** Begin RECORDS PROVIDED **

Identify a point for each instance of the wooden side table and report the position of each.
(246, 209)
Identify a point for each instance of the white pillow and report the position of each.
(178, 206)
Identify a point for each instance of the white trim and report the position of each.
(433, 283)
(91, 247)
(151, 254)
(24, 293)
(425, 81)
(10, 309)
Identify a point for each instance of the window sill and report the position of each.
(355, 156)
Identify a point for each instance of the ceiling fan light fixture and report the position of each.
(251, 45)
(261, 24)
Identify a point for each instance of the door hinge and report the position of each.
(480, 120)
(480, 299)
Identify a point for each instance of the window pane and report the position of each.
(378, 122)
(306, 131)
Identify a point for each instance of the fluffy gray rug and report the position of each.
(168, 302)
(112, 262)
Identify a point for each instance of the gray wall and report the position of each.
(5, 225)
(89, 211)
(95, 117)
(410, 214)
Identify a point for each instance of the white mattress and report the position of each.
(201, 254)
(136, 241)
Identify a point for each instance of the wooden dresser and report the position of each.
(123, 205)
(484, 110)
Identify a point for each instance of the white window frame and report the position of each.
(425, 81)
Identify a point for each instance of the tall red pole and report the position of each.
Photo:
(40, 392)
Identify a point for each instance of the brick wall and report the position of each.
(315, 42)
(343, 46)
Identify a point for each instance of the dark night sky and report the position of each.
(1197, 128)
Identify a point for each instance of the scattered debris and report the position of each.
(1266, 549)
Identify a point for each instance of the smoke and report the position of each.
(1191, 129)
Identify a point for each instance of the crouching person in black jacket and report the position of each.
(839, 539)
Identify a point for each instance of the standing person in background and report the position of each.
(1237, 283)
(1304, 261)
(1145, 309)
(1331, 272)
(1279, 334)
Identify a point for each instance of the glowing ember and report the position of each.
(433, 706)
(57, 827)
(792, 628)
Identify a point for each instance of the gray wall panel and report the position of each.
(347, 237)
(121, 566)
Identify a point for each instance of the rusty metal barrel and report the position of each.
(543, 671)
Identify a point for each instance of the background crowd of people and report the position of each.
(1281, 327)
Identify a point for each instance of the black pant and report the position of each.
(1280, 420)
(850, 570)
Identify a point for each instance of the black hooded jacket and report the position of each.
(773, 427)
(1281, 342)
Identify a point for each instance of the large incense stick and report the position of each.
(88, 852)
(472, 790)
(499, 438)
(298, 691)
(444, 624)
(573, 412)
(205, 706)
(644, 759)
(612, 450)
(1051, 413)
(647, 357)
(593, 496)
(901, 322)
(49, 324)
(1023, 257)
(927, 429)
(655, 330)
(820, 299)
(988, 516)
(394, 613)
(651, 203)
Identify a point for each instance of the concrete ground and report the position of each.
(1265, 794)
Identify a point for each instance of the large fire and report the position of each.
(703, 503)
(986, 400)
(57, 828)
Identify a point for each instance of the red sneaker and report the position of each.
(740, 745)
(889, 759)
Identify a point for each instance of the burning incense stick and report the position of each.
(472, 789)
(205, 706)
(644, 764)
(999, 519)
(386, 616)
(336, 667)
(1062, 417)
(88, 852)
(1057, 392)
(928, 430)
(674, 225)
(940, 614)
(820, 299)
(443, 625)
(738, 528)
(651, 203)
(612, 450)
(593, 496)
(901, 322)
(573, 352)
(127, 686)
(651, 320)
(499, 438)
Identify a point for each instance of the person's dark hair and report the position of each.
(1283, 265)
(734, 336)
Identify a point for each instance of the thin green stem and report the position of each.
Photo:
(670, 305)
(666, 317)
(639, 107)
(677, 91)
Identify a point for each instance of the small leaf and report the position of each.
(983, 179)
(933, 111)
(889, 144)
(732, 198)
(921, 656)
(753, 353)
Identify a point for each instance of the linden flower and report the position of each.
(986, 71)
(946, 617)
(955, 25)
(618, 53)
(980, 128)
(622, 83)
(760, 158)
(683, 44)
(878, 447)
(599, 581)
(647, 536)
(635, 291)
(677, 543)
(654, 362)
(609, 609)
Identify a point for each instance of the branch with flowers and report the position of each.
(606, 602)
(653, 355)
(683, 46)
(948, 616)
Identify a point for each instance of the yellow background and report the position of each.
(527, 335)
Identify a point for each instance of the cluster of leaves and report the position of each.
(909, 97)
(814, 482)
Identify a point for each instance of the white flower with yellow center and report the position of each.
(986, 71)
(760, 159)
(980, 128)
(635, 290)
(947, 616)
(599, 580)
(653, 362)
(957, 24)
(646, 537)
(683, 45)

** End RECORDS PROVIDED **

AIM: Quote every line of the data, word for word.

RESULT OF THE TASK:
Identify a point for each instance of the wooden side table and report the position of each.
(246, 209)
Identify a point for each instance of the white pillow and report the position of each.
(178, 206)
Identify a point for each instance of the white trim and report the position of each.
(433, 283)
(91, 247)
(151, 254)
(24, 293)
(425, 81)
(10, 309)
Identify a point for each instance of the window sill and report the position of each.
(355, 156)
Identify a point for each instance of the ceiling fan light fixture and report the position of each.
(251, 45)
(261, 24)
Identify a point for each instance of the door hinge and report the position of each.
(480, 120)
(480, 299)
Identify a point for each instance of the window pane and report the position of each.
(378, 122)
(306, 131)
Identify a point for each instance of the fluffy gray rug and report the position of each.
(168, 302)
(112, 262)
Identify a point for each instance of the gray wall and report the position of each.
(5, 225)
(89, 211)
(95, 117)
(410, 214)
Identify a point for each instance of the white mattress and report the position of each.
(201, 254)
(136, 241)
Identify a point for each instance of the wooden dresser and report the position of each.
(123, 205)
(484, 110)
Identify a point for each instance of the white window frame and report the position of each.
(425, 81)
Identify a point for each instance of the tall red pole and report the position of each.
Photo:
(40, 392)
Identify a point for each instance of the brick wall and report the position of each.
(315, 42)
(343, 46)
Identify a point for each instance of the dark night sky and report the position of each.
(1197, 128)
Identify a point for each instance of the scattered debris and report the position of each.
(1266, 549)
Identify a point for each instance of the smoke and report the position of each.
(1191, 129)
Identify a point for each instance of the crouching person in black jacket and report the position of each.
(839, 539)
Identify a point for each instance of the standing person in background and report the position of each.
(1237, 283)
(1304, 261)
(1145, 309)
(1331, 272)
(1279, 334)
Identify a point for each instance of the glowing ember and report the position of each.
(433, 706)
(57, 827)
(792, 628)
Identify a point for each instance of the gray wall panel and report the position of each.
(347, 237)
(121, 566)
Identify a point for each instance of the rusty metal barrel and report the position of each.
(543, 671)
Identify a point for each instance of the background crowd of people and report the position of each.
(1281, 327)
Identify a point for each instance of the black pant and report the position of each.
(1280, 420)
(850, 570)
Identify a point for each instance of the black hooded jacket and report the position of each.
(773, 427)
(1281, 342)
Identify a point for each instance of the large incense stick and report the position of each.
(88, 852)
(472, 790)
(499, 438)
(298, 691)
(444, 624)
(573, 412)
(205, 706)
(644, 759)
(612, 450)
(1051, 413)
(647, 357)
(593, 496)
(901, 322)
(49, 324)
(1023, 257)
(927, 429)
(655, 330)
(820, 299)
(988, 516)
(394, 613)
(651, 203)
Identify a point for each instance of the concrete ground and report the position of each.
(1265, 794)
Identify a point for each instance of the large fire and report the position of each.
(703, 503)
(986, 400)
(57, 828)
Identify a point for each instance of the red sneaker and report the position of each.
(740, 745)
(889, 759)
Identify a point for each instance of the burning incense stick and report the position of each.
(472, 789)
(205, 706)
(644, 764)
(999, 519)
(386, 616)
(336, 667)
(1062, 417)
(88, 852)
(1057, 392)
(928, 430)
(674, 225)
(940, 614)
(820, 299)
(443, 625)
(738, 528)
(651, 203)
(612, 450)
(593, 496)
(901, 322)
(573, 352)
(127, 686)
(651, 320)
(499, 438)
Identify a point for each instance of the person's dark hair and report the position of each.
(1283, 265)
(734, 336)
Identify a point for each instance of the thin green stem and report the position of each.
Photo:
(670, 305)
(666, 317)
(639, 107)
(677, 91)
Identify a point for each instance of the small leaf and report the position of each.
(983, 179)
(933, 111)
(889, 144)
(732, 198)
(921, 656)
(753, 353)
Identify a point for each instance of the linden flower and report the position of each.
(986, 71)
(946, 617)
(955, 25)
(618, 53)
(980, 128)
(622, 83)
(760, 158)
(683, 44)
(878, 447)
(599, 581)
(647, 536)
(635, 291)
(677, 543)
(654, 362)
(609, 609)
Identify a point for each instance of the branch with flowers and report the position of each.
(606, 602)
(653, 355)
(683, 46)
(948, 616)
Identify a point for each instance of the yellow background and report the position of each.
(527, 335)
Identify a point for each instance of the cluster of leaves and report the position of each.
(909, 97)
(814, 482)
Identify a point for each instance of the white flower with yellow center and report the position of each.
(986, 71)
(760, 159)
(980, 128)
(635, 290)
(947, 616)
(599, 580)
(653, 362)
(957, 24)
(646, 537)
(683, 45)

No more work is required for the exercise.